Show, in full, each line of the data that contains "hair".

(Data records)
━━━━
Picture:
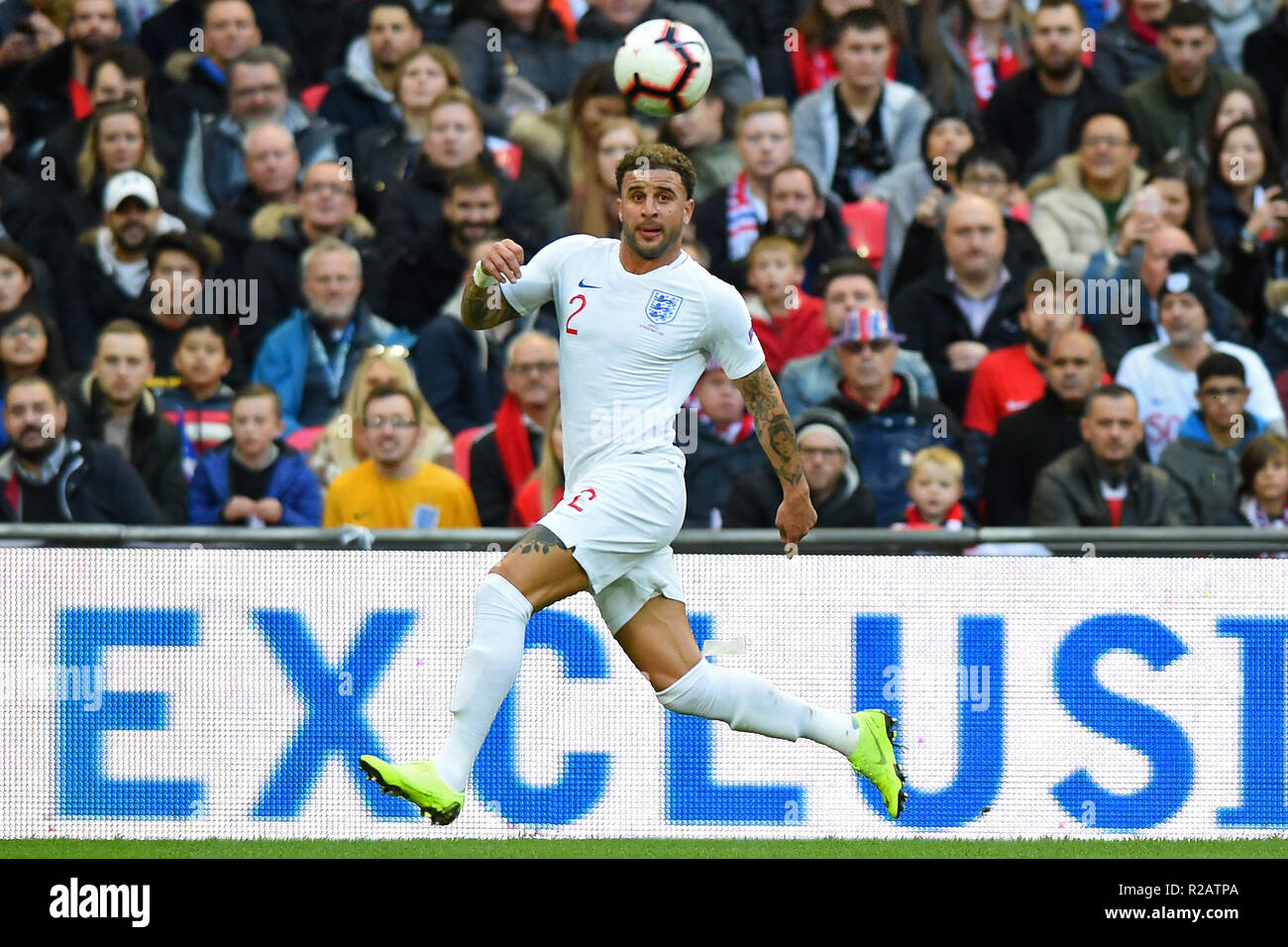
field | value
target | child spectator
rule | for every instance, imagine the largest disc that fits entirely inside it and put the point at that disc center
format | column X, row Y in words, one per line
column 1263, row 496
column 257, row 478
column 935, row 489
column 787, row 321
column 200, row 403
column 544, row 489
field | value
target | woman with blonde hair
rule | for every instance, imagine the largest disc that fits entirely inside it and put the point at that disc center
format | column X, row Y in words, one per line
column 386, row 153
column 342, row 445
column 592, row 208
column 544, row 489
column 119, row 138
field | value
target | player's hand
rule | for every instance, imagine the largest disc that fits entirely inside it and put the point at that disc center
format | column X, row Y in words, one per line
column 797, row 515
column 502, row 261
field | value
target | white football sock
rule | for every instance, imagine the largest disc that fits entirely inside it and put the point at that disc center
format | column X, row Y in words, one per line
column 488, row 669
column 750, row 702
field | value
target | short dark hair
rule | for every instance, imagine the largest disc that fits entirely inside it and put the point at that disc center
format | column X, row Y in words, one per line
column 1257, row 453
column 1186, row 13
column 258, row 389
column 400, row 4
column 1265, row 141
column 948, row 115
column 849, row 264
column 1220, row 365
column 863, row 21
column 188, row 244
column 1081, row 124
column 657, row 157
column 207, row 322
column 798, row 166
column 266, row 54
column 988, row 154
column 27, row 380
column 393, row 390
column 123, row 328
column 1111, row 390
column 1057, row 4
column 132, row 60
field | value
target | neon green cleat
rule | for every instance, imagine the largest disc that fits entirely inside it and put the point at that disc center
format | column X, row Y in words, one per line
column 419, row 784
column 874, row 758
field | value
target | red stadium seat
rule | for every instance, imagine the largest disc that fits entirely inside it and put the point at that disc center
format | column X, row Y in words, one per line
column 864, row 226
column 462, row 444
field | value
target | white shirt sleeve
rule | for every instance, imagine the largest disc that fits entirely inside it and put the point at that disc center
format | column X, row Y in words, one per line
column 1262, row 398
column 537, row 277
column 1131, row 376
column 730, row 339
━━━━
Solution to the exercise:
target | woman with blonde hair
target | short dark hair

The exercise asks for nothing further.